Problem -
The response must contain every line from the records below that has "white".

Records supplied -
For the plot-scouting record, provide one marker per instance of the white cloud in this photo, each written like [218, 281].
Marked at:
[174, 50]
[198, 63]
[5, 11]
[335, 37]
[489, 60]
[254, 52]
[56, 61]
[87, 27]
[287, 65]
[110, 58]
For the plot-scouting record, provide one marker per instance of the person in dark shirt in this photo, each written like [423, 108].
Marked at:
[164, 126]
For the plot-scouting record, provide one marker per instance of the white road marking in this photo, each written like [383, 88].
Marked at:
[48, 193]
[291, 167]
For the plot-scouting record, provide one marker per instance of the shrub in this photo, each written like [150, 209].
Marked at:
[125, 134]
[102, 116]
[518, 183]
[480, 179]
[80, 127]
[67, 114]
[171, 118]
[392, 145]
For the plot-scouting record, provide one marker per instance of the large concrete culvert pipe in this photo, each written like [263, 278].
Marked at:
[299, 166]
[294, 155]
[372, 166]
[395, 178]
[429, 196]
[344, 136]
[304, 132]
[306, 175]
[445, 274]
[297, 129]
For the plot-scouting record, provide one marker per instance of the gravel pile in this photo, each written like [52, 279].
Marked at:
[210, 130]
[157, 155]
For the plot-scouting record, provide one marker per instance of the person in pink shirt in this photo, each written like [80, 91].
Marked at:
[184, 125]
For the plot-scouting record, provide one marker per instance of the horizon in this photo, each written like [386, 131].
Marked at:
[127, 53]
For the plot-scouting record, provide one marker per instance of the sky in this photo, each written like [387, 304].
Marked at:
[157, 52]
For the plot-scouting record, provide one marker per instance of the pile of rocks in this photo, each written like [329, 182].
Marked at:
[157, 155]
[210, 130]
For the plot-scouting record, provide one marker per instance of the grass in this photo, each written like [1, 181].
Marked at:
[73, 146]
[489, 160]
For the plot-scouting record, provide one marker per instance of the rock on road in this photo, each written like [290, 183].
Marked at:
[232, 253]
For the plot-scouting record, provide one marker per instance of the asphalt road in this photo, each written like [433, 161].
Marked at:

Exercise output -
For the plot-scouting record, provide one marker per instance of the white cloud in this photo, each written like [218, 281].
For the plot-scouting record, provide one marker per instance of the white road marking in this photo, each written like [383, 88].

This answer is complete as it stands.